*** DOCUMENT EXCERPT Section Begins ***
It seems nearly everyone is angry about Facebook’s already infamous emotional manipulation study—most recently, European regulators. A number of solid objections to both the study itself and to what it reveals about Facebook have been raised, but Facebook and a few others initially defended the study by saying such experiments in user-experience design are something they do all the time, just ordinary industry R&D.
I never thought I’d say this, but Facebook is technically correct. They actually are shaping and manipulating your experiences on the site all the time. Facebook’s very design encourages sharing positive emotions more than negative ones, and its mysterious algorithms pick and choose who gets to see what content. But it’s not just Facebook. Any and every platform on the Web that uses algorithms is also manipulating what you see on their sites (a more generous term might be “automagically curating”), and most platforms aren’t transparent about what they’re doing or how they’re doing it. The truth is that you’ve been a lab rat for at least as long as you’ve used online media. You just didn’t notice before.
But does the mere fact that such practices are commonplace make them right? And to what standards should we hold people who do research on social media? Should research subjects really have fewer rights simply because a corporation has a profit motive?
In truth there’s nothing particularly remarkable about the emotional contagion study, other than the fact a couple of academics were involved and someone decided to call the study “science” by publishing it in the journal PNAS (Proceedings of the National Academy of Sciences). Yet, we haven’t always given corporate research free rein, especially when it comes to covert manipulation.
By academic research standards, however, the emotional contagion study falls short. Facebook failed to get informed consent from participants in the study, and some have argued it risked pushing emotionally vulnerable users over the edge by making them more sad without debriefing them after the fact. Academic research on human subjects usually has to be approved by the host institution’s institutional review board (IRB), a group of people from various disciplines who evaluate research proposals before studies take place. This is to ensure the safety of the people who participate in the studies, and most prestigious scientific journals will only publish papers about studies that were IRB approved.
*** DOCUMENT EXCERPT Section Ends ***
*** RECORD EXCERPTS Section Begins ***
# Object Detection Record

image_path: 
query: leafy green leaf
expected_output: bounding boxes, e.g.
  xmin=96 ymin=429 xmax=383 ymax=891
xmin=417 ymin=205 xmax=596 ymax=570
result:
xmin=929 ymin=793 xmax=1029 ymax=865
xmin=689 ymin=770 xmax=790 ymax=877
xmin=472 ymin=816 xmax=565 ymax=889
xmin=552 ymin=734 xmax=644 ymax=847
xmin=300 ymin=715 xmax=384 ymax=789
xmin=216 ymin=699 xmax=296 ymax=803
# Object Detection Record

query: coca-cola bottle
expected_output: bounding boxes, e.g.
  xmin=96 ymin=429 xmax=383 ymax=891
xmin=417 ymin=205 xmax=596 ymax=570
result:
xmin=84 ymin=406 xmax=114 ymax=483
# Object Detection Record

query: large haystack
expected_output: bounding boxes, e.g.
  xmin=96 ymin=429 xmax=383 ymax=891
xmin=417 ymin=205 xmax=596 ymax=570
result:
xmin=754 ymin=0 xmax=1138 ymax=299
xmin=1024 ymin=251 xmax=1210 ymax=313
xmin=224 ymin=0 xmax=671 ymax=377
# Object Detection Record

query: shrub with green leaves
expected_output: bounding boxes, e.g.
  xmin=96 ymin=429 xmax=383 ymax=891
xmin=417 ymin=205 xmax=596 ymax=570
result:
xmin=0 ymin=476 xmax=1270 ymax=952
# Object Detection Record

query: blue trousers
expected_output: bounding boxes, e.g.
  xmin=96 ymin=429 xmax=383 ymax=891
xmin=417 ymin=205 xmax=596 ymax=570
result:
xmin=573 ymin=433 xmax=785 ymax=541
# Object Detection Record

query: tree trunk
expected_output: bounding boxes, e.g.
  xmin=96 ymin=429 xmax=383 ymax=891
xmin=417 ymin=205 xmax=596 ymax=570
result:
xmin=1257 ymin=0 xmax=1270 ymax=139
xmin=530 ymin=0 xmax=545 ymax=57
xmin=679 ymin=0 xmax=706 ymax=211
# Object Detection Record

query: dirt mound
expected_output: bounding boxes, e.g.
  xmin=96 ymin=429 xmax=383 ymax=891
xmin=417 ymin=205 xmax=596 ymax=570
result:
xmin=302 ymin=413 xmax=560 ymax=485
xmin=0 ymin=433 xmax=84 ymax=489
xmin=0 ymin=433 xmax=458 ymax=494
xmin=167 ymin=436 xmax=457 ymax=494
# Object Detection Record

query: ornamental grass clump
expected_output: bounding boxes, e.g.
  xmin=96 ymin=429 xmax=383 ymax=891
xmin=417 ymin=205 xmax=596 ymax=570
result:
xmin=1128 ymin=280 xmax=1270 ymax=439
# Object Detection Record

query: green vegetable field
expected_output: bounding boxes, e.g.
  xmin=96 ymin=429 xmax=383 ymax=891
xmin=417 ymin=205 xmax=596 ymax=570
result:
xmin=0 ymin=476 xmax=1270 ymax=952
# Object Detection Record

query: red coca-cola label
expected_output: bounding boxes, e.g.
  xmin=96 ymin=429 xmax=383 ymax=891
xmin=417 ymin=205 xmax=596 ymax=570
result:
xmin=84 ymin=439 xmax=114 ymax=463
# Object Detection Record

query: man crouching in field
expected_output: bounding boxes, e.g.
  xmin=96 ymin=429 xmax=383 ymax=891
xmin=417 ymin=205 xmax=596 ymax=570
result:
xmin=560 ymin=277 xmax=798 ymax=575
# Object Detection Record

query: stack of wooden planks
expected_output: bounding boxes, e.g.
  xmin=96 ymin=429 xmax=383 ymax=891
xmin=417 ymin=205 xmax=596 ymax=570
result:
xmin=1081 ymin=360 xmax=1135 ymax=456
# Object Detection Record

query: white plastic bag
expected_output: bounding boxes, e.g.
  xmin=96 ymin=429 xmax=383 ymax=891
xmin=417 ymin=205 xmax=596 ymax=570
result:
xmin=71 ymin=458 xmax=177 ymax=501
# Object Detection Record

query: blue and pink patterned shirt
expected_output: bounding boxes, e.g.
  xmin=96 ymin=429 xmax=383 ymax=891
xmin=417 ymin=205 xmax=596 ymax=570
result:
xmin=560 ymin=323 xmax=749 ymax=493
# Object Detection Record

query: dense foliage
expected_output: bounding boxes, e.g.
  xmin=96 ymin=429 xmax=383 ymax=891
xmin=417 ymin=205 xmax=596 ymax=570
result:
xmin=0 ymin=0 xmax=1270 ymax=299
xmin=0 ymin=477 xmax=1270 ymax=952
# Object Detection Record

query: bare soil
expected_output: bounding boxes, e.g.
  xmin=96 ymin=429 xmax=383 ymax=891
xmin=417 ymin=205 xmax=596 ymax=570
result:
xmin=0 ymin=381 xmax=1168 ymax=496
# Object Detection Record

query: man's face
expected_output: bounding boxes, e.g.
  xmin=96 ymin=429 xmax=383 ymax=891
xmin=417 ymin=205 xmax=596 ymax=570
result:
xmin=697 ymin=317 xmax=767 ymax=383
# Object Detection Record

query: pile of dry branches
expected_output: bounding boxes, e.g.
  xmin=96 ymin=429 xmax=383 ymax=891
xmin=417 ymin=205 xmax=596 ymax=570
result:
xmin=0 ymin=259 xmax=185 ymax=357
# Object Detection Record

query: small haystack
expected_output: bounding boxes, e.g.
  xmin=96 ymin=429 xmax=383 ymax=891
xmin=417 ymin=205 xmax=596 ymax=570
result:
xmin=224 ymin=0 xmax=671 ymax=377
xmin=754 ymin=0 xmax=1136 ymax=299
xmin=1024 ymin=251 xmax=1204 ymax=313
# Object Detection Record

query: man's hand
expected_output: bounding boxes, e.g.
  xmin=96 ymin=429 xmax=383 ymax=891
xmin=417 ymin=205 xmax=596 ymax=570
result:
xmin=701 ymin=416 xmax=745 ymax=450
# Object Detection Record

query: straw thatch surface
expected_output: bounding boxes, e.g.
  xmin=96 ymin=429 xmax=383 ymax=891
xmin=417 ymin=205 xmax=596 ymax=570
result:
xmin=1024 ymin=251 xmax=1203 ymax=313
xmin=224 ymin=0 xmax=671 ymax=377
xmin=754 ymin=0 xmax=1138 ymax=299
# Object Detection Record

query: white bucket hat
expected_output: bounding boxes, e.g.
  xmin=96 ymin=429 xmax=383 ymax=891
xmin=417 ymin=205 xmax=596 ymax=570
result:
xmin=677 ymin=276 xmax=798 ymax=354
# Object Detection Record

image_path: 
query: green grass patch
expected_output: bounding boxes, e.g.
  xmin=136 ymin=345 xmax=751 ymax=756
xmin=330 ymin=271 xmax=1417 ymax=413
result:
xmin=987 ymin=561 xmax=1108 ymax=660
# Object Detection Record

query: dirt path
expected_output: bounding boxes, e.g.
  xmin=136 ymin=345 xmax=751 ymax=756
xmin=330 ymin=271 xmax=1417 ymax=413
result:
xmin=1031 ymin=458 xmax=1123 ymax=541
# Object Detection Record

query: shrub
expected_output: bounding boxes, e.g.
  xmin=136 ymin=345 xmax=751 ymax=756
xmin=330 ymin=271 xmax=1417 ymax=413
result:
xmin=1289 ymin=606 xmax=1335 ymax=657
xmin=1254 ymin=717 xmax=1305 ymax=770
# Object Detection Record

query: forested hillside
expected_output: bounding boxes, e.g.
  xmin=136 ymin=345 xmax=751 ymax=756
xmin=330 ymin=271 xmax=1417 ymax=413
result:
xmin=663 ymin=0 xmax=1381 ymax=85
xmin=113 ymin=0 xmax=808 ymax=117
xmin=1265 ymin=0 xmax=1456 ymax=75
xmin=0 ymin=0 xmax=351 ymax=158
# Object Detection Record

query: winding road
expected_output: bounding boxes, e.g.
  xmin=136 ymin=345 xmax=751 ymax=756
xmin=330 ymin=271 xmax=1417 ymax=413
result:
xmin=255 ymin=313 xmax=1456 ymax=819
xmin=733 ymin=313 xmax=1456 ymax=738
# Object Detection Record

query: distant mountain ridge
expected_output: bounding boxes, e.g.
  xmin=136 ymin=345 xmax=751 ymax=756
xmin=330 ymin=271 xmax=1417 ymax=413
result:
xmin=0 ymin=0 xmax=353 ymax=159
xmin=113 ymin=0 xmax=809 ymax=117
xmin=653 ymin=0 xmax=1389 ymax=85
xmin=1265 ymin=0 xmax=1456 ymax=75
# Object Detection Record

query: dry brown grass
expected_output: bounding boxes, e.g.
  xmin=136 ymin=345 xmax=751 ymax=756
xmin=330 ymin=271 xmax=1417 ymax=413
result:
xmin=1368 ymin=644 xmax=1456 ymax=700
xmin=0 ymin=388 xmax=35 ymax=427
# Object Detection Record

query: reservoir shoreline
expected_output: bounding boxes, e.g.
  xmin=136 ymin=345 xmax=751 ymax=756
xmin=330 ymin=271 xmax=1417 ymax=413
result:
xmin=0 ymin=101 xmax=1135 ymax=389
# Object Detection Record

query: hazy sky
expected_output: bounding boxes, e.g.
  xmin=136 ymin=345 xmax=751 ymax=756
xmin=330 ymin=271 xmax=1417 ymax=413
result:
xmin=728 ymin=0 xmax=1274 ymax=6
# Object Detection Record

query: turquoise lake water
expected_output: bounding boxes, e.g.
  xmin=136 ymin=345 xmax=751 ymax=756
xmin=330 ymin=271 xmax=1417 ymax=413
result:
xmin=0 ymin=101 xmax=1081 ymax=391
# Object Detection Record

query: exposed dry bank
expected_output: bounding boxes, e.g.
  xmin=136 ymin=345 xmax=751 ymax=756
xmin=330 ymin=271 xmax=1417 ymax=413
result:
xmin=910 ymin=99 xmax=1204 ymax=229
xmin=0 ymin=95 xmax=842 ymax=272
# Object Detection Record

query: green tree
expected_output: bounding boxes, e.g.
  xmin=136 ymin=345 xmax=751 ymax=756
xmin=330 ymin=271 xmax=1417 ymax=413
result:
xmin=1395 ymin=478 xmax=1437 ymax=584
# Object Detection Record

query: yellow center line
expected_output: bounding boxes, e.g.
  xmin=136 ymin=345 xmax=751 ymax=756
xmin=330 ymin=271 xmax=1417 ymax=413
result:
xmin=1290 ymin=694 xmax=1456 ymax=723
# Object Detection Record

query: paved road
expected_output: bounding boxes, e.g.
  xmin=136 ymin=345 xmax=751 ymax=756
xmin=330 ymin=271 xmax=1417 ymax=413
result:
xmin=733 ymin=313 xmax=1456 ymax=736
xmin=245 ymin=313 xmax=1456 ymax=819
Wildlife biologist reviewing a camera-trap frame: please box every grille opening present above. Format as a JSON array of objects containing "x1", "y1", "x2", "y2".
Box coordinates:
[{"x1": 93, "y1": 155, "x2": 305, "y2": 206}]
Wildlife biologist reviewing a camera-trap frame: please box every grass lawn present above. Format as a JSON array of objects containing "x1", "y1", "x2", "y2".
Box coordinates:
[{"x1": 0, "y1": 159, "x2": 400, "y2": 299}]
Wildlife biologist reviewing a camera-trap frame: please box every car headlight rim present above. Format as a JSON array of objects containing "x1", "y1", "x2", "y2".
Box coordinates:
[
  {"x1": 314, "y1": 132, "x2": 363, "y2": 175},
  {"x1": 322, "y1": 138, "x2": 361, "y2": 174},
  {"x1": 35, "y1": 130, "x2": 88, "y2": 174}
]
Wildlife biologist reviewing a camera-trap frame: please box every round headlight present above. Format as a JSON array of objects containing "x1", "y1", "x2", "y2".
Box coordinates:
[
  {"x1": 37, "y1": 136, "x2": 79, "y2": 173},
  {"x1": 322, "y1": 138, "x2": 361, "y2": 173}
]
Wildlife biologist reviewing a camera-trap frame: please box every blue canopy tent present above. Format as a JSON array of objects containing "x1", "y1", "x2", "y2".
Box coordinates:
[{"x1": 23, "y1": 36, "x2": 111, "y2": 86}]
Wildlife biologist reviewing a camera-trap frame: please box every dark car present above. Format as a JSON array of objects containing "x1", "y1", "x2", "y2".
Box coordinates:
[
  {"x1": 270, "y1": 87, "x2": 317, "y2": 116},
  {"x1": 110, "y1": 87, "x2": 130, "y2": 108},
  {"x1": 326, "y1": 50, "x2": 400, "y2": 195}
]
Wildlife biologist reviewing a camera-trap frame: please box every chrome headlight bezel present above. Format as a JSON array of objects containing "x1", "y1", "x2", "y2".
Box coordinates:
*** RECORD EXCERPTS Section Ends ***
■ TASK A
Rewrite the part of the Facebook study article that opens with the words containing "But does the" and closes with "to covert manipulation.", replacing "emotional contagion study" with "mood manipulation experiment".
■ TASK B
Carry on the article about Facebook's emotional manipulation study from the point where it ends.
The rows have no connection to the article on Facebook's study.

■ RESPONSE A
But does the mere fact that such practices are commonplace make them right? And to what standards should we hold people who do research on social media? Should research subjects really have fewer rights simply because a corporation has a profit motive?
In truth there’s nothing particularly remarkable about the mood manipulation experiment, other than the fact a couple of academics were involved and someone decided to call the study “science” by publishing it in the journal PNAS (Proceedings of the National Academy of Sciences). Yet, we haven’t always given corporate research free rein, especially when it comes to covert manipulation.

■ RESPONSE B
It looks now as though the emotional contagion study may not have been evaluated by an IRB. PNAS has said it decided to trust whatever IRB had initially approved the study, but Cornell’s IRB says it ruled the study exempt from its oversight because, while the two Cornell researchers helped to design the experiment and to analyze the results, they were not directly involved in collecting any data. This means all ethical oversight for the experiment goes back to Facebook, which is rather like leaving the proverbial fox to guard the henhouse.
And yet, IRBs aren’t a magic bullet. They can be more interested in avoiding lawsuits than in protecting research subjects. Their evaluation criteria are tailored to medical and biological research, and are therefore poorly suited to research in the social sciences. Even the most ethical of researchers will admit that IRB review can be tedious and time-consuming. Only (some) research that involves human subjects needs IRB approval, and one could argue that digital media platforms’ experiments are data science rather than human subjects research.
The Facebook study therefore spans a few different categories: is it human subjects research or is it data science? Is it scientific/academic research (and therefore potentially subject to IRB oversight) or is it corporate/marketing research (and therefore anything goes)? These distinctions, however, are part of the problem—and perhaps a bigger problem than the study itself.
Corporate research and academic research have been blurring together for some time. Before its regulatory tangle with the FDA, for instance, the direct-to-consumer genetic testing cum social networking company 23andMe was able to publish findings in the academic journal Public Library of Science (though gaining acceptance for publication was an involved process, largely because PLoS was more careful about 23andMe’s IRB review than PNAS was about Facebook’s). 23andMe is now seeking to reenter medical research by collaborating with academic researchers; Twitter is offering “data grants” to research institutions; Facebook is seeking sociologists, though it wants the “digital demography” sort rather than the “critiques of power” sort; Snapchat actually hired a critique-and-theory sociologist. Pharmaceutical companies hire university hospitals to conduct clinical trials, and—as government and foundation funding for research dwindles, especially in the social sciences—universities and their departments increasingly depend on corporate funding to stay afloat.
Nor is the line between “person” and “data” so clear anymore. Digital technologies have become so integrated into how we experience the world that my colleague PJ Rey and I argue the digital social technologies we use count as part of ourselves. This means that, even if the Facebook study is data science, it is also human subjects research—even if Facebook never experimented directly on people’s physical bodies.
We need to create new basic standards for social and behavioral research, and these standards must apply equally to corporations and institutions, to market researchers and academic researchers, to data scientists and social scientists alike. At minimum, these standards should include informed consent the way I learned it in my graduate training as a sociologist, rather than as an aside buried in an undecipherable Terms of Service agreement that few people even attempt to read. (Note the participation-rate success of 23andMe’s research arm, which used to be called “23andWe.” Whatever else one might say about the venture, 23andWe did demonstrate not only that people like to be asked for consent, but that given an opportunity to contribute to “science,” quite a number of folks will opt in and volunteer to share their data.)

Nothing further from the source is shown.